## PROVIDED RECORDS
--- --- ---
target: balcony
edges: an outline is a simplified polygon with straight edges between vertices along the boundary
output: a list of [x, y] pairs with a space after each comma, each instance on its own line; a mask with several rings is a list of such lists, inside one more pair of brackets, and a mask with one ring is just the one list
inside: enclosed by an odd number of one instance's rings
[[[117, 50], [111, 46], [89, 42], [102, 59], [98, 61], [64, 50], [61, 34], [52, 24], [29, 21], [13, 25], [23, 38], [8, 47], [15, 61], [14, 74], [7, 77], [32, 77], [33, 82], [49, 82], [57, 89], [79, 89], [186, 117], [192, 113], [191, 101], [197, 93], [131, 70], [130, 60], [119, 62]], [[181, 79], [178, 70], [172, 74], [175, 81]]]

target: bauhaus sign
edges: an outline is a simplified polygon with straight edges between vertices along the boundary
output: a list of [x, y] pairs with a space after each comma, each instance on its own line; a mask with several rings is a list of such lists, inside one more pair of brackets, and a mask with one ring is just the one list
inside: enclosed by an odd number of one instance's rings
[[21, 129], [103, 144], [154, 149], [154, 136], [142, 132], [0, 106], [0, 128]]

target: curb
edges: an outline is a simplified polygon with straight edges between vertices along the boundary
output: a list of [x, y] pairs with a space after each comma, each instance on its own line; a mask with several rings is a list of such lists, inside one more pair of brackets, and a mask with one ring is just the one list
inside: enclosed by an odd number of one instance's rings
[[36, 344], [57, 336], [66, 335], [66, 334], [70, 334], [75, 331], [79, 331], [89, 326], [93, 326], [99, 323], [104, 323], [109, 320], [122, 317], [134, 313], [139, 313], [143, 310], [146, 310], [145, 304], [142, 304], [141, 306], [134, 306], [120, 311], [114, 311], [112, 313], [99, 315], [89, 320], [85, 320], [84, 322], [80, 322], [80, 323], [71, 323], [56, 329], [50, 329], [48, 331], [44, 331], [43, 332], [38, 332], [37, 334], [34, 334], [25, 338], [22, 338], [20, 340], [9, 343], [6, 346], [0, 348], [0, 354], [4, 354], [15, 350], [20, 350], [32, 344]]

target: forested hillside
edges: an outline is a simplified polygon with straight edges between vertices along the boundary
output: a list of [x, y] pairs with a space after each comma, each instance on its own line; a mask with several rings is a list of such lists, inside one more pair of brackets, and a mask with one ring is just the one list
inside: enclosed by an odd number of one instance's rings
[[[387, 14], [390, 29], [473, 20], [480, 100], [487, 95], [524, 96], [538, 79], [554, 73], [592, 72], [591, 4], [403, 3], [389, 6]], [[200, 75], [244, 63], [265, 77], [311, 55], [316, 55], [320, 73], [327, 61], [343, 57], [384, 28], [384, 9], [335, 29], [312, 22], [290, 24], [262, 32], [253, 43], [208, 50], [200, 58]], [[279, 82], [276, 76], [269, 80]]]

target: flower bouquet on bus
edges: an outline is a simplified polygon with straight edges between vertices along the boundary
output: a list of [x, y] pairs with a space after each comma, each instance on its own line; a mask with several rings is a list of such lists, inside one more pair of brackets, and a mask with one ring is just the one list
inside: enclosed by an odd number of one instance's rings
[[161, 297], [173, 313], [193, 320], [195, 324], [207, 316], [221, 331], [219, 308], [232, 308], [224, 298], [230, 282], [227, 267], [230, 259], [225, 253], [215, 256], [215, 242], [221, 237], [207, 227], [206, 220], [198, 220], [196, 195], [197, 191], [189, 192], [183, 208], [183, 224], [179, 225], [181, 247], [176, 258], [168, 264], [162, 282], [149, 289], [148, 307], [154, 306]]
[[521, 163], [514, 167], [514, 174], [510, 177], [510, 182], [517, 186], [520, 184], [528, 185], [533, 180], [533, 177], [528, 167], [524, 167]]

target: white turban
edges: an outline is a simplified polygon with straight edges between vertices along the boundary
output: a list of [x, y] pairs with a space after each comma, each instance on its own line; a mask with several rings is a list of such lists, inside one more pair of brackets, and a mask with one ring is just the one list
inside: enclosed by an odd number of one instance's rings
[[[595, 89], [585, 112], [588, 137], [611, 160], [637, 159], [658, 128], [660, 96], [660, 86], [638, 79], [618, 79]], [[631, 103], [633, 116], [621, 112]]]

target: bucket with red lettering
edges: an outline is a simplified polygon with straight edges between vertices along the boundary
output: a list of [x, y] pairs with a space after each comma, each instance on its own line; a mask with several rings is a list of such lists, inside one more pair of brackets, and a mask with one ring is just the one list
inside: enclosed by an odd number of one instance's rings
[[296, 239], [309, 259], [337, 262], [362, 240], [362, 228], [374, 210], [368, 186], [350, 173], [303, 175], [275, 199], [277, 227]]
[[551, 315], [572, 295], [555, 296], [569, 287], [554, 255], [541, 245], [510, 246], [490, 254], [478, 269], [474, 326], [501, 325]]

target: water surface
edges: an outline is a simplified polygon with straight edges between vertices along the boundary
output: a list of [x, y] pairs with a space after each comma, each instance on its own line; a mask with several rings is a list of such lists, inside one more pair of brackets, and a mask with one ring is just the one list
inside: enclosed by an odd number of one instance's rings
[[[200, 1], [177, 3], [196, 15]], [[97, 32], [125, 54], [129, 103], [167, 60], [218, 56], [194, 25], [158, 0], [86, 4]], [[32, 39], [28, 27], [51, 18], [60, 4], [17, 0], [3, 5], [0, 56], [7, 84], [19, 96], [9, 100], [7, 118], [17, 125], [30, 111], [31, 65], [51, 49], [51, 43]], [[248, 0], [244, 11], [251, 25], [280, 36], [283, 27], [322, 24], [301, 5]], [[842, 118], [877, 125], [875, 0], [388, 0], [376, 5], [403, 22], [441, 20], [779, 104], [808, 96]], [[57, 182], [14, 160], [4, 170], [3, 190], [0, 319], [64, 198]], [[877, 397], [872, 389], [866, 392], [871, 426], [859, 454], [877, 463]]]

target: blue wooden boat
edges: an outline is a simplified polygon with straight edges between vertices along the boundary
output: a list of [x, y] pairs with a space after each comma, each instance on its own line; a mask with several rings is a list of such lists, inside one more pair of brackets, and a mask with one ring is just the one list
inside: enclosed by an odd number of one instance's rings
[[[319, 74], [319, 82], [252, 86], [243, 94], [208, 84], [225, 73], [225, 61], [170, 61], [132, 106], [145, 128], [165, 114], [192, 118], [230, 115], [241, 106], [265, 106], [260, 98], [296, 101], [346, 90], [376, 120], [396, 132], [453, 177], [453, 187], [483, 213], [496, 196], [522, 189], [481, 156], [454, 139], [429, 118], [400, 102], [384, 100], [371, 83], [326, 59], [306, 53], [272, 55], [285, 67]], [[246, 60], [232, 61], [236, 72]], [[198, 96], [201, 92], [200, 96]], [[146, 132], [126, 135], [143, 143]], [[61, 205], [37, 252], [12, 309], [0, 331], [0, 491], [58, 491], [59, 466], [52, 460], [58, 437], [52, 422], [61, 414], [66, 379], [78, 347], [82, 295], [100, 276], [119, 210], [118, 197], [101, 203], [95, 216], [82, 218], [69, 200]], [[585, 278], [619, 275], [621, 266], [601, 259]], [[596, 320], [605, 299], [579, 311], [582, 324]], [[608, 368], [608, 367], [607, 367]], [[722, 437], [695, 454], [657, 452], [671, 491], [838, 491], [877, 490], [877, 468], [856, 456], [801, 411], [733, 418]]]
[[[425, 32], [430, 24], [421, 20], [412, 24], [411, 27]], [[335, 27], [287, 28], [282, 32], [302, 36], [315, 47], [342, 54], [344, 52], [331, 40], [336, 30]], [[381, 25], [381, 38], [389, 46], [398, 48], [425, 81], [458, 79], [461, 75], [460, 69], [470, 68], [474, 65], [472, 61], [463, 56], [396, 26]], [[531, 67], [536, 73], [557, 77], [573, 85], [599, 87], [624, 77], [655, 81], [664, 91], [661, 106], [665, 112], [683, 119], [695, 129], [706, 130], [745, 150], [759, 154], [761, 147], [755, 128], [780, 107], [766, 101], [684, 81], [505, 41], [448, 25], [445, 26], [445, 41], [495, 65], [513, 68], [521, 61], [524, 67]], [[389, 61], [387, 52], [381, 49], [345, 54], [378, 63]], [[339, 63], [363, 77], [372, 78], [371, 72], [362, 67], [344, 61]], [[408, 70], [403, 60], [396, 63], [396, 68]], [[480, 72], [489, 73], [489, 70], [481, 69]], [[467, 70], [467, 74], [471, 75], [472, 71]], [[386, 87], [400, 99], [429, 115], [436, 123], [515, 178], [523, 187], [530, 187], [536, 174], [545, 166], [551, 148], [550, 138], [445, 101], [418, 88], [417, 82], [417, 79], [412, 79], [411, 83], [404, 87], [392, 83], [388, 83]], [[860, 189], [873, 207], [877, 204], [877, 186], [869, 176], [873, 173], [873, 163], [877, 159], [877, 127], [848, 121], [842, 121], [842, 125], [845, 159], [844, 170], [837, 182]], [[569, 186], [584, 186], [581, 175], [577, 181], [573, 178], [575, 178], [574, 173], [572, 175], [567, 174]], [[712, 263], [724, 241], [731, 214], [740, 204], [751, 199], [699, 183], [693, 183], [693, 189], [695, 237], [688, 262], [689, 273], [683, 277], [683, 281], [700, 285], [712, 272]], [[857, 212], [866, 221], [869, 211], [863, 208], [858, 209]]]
--- --- ---
Reproduce verbatim the rows from the line containing "target: bucket with red lettering" through the line containing "326], [501, 325]]", with both of those lines included.

## ANSWER TO THIS TASK
target: bucket with red lettering
edges: an outline is a simplified polygon with straight edges between vertices along the boundary
output: a list of [x, y] pairs with a space after each comma, each instance on its own line; a mask with several rings is a list of such lists, inside one more pair of brackets, and a mask with one ring is just the one list
inside: enclosed by an odd number of one instance's rings
[[296, 239], [309, 259], [337, 262], [362, 240], [362, 228], [374, 210], [368, 186], [350, 173], [303, 175], [275, 199], [277, 227]]
[[551, 315], [572, 295], [555, 296], [569, 287], [554, 255], [541, 245], [510, 246], [490, 254], [478, 269], [474, 326], [501, 325]]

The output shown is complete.